» WHAT THE EXERCISE ASKS: Continue the write-up on GoldenGate's mishandling of unused columns during Direct Bulk Load initial loads to SQL*Loader, picking up after its final sentence.

Incorrect handling of unused columns during GoldenGate initial load using Direct Bulk Load to SQL*Loader¶
Today I faced an interesting issue performing a GoldenGate initial load with a Direct Bulk Load to SQL*Loader. The issue was related to the incorrect handling of unused columns during such loads and can cause incorrect data getting loaded into a database under certain conditions.
I tried to reproduce the issue using one database in my setup but was not able to do that, and had to use two databases instead. I used Oracle Database 12.1.0.2 with DBBP 12.1.0.2.160419 applied and GoldenGate 12.2.0.1.160419 Patch Set.

» ENTRIES SUPPLIED:
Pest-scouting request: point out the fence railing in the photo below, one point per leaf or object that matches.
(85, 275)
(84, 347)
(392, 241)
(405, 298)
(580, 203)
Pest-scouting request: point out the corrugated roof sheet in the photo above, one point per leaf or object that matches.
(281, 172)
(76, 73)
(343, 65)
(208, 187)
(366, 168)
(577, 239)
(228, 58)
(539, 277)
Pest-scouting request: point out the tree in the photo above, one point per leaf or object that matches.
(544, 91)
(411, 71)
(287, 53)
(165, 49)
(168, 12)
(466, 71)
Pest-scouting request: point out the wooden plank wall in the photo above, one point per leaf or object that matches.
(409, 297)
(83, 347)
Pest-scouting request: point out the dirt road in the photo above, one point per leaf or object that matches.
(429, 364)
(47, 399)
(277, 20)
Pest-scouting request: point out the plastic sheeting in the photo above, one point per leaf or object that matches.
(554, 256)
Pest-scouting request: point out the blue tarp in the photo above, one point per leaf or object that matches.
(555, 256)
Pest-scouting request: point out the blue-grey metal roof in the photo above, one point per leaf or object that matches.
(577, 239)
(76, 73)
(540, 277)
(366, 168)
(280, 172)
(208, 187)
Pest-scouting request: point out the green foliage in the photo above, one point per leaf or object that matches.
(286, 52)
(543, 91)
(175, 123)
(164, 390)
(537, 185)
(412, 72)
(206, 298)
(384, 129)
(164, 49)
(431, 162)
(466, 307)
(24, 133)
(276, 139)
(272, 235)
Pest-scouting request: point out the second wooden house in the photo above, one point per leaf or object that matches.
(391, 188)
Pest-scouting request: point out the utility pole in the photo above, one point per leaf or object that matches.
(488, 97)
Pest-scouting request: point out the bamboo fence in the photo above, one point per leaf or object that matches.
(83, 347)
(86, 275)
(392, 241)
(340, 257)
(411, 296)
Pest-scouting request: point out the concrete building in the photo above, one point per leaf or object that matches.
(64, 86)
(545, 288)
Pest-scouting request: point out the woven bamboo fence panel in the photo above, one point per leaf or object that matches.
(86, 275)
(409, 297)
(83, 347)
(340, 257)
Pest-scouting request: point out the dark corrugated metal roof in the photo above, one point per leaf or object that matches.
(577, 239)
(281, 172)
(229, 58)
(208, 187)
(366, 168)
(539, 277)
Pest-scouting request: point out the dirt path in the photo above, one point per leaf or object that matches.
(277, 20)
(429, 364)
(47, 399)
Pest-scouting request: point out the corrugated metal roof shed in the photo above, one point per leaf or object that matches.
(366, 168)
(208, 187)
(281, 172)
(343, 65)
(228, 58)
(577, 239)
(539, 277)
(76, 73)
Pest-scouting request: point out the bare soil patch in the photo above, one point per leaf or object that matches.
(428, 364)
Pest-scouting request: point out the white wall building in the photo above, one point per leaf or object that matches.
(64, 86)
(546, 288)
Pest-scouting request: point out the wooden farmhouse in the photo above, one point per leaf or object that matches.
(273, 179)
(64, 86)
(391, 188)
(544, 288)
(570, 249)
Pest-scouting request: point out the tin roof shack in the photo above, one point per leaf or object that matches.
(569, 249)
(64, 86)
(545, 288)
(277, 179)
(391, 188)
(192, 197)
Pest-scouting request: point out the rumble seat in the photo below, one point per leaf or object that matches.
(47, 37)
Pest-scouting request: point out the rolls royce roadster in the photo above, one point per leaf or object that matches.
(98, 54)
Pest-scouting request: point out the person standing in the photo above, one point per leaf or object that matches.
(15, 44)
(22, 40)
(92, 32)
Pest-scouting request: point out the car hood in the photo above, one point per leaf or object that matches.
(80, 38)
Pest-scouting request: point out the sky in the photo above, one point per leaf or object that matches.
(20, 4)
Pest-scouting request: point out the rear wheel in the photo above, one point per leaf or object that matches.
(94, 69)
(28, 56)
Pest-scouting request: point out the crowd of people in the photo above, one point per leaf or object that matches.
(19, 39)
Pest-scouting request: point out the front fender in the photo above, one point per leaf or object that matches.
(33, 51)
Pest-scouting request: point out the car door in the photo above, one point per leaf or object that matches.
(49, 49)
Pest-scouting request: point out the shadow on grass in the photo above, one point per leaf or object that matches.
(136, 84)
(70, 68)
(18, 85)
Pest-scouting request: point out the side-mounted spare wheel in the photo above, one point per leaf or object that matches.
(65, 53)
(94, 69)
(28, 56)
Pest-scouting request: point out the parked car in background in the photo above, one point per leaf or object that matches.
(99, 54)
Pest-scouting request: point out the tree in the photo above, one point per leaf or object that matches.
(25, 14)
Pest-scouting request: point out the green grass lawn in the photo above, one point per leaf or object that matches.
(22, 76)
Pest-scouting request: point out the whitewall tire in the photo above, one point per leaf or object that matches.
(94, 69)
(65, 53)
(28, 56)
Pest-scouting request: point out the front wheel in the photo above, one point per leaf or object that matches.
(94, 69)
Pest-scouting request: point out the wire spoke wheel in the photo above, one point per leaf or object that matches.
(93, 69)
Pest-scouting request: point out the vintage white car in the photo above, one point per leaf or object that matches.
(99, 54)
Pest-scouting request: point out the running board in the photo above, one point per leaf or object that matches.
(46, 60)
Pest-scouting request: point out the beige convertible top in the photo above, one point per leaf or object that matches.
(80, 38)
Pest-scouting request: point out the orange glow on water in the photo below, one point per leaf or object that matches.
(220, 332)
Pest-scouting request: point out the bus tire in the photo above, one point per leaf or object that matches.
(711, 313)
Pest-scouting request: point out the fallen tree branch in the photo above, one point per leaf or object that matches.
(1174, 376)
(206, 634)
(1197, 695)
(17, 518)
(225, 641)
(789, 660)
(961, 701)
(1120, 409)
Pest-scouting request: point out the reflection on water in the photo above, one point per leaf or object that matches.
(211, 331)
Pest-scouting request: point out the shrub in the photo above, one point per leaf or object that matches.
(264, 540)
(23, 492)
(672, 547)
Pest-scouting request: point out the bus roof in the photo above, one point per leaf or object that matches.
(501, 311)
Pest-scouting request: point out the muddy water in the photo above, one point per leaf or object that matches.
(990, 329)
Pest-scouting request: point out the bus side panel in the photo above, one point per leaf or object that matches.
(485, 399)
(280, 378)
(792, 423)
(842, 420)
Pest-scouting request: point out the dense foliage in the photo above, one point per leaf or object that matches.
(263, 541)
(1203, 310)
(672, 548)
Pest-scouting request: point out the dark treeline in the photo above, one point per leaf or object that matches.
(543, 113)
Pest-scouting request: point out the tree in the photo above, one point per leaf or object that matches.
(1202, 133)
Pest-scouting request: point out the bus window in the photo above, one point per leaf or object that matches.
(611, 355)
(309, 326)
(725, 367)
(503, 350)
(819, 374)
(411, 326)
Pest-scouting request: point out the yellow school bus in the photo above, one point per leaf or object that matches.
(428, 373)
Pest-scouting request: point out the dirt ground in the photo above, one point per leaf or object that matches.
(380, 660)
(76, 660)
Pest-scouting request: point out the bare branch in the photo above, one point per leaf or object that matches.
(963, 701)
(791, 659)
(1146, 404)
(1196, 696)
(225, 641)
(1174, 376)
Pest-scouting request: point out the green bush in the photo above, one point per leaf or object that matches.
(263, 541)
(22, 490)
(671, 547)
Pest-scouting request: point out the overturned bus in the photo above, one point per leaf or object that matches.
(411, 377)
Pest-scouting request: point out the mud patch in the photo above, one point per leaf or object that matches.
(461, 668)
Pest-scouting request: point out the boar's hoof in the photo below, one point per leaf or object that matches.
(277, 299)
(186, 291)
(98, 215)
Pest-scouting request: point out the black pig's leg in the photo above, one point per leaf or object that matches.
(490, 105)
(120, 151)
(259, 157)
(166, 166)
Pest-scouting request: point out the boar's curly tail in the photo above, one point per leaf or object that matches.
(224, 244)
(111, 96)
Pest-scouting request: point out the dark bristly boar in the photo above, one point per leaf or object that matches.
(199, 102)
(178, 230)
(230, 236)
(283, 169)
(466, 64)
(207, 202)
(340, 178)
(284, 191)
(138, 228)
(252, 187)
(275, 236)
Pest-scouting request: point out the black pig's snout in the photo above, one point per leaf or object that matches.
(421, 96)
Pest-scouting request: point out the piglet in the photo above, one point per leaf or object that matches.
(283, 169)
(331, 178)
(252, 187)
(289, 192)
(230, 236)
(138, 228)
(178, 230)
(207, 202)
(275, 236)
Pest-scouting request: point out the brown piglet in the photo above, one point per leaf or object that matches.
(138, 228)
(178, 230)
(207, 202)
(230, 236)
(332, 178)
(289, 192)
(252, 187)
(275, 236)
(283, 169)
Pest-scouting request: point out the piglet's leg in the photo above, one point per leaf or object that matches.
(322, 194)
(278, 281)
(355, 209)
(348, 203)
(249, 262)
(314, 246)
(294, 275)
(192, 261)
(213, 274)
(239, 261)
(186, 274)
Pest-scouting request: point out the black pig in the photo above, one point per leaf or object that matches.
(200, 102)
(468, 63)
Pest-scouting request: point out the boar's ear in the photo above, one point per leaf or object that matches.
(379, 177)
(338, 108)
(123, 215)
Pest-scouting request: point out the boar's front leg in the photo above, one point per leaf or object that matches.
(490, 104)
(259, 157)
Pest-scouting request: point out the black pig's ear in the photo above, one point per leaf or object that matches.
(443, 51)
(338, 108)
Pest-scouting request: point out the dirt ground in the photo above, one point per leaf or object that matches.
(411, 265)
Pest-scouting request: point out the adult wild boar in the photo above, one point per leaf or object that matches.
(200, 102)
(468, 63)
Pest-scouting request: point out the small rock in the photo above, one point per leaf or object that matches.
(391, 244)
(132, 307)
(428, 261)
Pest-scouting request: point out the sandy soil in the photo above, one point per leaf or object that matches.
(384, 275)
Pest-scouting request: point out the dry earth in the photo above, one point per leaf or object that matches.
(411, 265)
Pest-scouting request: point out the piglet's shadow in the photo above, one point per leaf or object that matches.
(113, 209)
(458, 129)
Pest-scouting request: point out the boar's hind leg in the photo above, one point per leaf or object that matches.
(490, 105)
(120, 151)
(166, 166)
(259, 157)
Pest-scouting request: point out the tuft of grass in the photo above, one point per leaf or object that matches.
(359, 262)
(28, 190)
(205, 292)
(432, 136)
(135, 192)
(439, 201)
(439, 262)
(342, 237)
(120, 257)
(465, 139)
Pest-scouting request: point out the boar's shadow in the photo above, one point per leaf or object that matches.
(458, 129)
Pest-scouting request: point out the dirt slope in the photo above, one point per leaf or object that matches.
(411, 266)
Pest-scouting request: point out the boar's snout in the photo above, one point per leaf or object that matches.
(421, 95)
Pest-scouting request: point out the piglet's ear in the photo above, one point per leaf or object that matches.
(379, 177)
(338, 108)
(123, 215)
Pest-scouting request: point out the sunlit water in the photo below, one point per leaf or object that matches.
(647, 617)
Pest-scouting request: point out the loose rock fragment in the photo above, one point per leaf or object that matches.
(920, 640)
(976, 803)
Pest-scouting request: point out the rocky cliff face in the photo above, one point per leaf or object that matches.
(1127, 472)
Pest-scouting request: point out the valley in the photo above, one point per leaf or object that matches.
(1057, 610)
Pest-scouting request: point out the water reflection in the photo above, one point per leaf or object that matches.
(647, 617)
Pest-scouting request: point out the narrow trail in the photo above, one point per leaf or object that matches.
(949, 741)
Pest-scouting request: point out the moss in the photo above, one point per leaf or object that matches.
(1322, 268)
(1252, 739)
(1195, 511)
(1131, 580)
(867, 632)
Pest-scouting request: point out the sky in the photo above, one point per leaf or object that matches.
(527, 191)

» RESPONSE TO THE TASK:
I am going to use two database in my test case - let us call them SOURCE
and TARGET
.
Firstly, let us create a test schema with a single table, and populate it with some data:
DBA@SOURCE> grant create session, create table, unlimited tablespace to tc identified by tc;
Grant succeeded.
DBA@SOURCE> conn tc/tc@source
Connected.
TC@SOURCE>
SQL> create table direct_load(
2 column1 int,
3 unused1 int,
4 column2 int,
5 column3 int);
Table created.
TC@SOURCE>
TC@SOURCE> insert into direct_load values (1, 0, 2, 3);
1 row created.
TC@SOURCE> commit;
Commit complete.
TC@SOURCE> select *
2 from direct_load;
COLUMN1 UNUSED1 COLUMN2 COLUMN3
---------- ---------- ---------- ----------
1 0 2 3
Secondly, set the column UNUSED1
unused:
TC@SOURCE> alter table direct_load set unused column unused1;
Table altered.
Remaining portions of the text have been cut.